例えば、高血圧の患者さんに「塩分を控えましょう」と指導する場合を考えてみましょう。単に「1日6g以下」という数字を伝えるだけでは、なかなか実践につながりません。その人の生活習慣、家族構成、仕事の状況、食事に対する考え方などを理解した上で、その人に合ったアドバイスをすることが大切なのです。
ナラティブ・アプローチの実践方法
1. 「聴く」ための環境づくり
まず大切なのは、患者さんが安心して話せる環境を整えることです。プライバシーが守られる場所を選び、焦らずゆっくりと時間を取ることが重要です。ベッドサイドなら、カーテンを引いて他の患者さんに聞こえにくくするなどの配慮も必要です。また、看護師自身も余裕を持って臨むことが大切です。忙しそうな様子を見せてしまうと、患者さんは「話しづらい」と感じてしまうかもしれません。
聴き方のポイント
患者さんの話を聴くときは、いくつかの重要なポイントがあります。相手の言葉をさえぎらず、うなずきや相づちを適切に入れながら、注意深く聴くことが基本です。相手の話の内容だけでなく、表情や声のトーン、話すスピードなども大切な情報になります。
例えば、「最近、眠れていますか?」という質問に対して、「まあ、なんとか…」と患者さんが答えたとします。このとき、言葉だけでなく、ため息や視線の動きなども含めて観察することで、その人が抱えている不安や悩みに気づくことができるかもしれません。
具体的な声かけの例
ナラティブ・アプローチでは、オープンクエスチョン(はい・いいえでは答えられない質問)を活用することが効果的です。以下のような声かけを意識してみましょう:
「この薬を飲み始めてから、どんな変化を感じていますか?」
「お仕事と治療の両立について、どのように工夫されていますか?」
「退院後の生活について、どんなことが気になりますか?」
このような質問をすることで、患者さんは自分の言葉で体験や思いを語ることができます。

== 理解度確認 ==
A. 本文の「ナラティブ・アプローチの実践方法」から「なども大切な情報になります。」までの部分を、「看護師」を「医療スタッフ」に替えて書き直してください。
B. 本文でオープンクエスチョンを用いた声かけの例として挙げられているものをすべて書き出してください。

== 提供データ ==
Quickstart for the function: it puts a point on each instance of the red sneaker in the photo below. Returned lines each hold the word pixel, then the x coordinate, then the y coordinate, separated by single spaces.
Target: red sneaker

== 結果一覧 ==
A.
ナラティブ・アプローチの実践方法
1. 「聴く」ための環境づくり
まず大切なのは、患者さんが安心して話せる環境を整えることです。プライバシーが守られる場所を選び、焦らずゆっくりと時間を取ることが重要です。ベッドサイドなら、カーテンを引いて他の患者さんに聞こえにくくするなどの配慮も必要です。また、医療スタッフ自身も余裕を持って臨むことが大切です。忙しそうな様子を見せてしまうと、患者さんは「話しづらい」と感じてしまうかもしれません。
聴き方のポイント
患者さんの話を聴くときは、いくつかの重要なポイントがあります。相手の言葉をさえぎらず、うなずきや相づちを適切に入れながら、注意深く聴くことが基本です。相手の話の内容だけでなく、表情や声のトーン、話すスピードなども大切な情報になります。

B.
・「この薬を飲み始めてから、どんな変化を感じていますか?」
・「お仕事と治療の両立について、どのように工夫されていますか?」
・「退院後の生活について、どんなことが気になりますか?」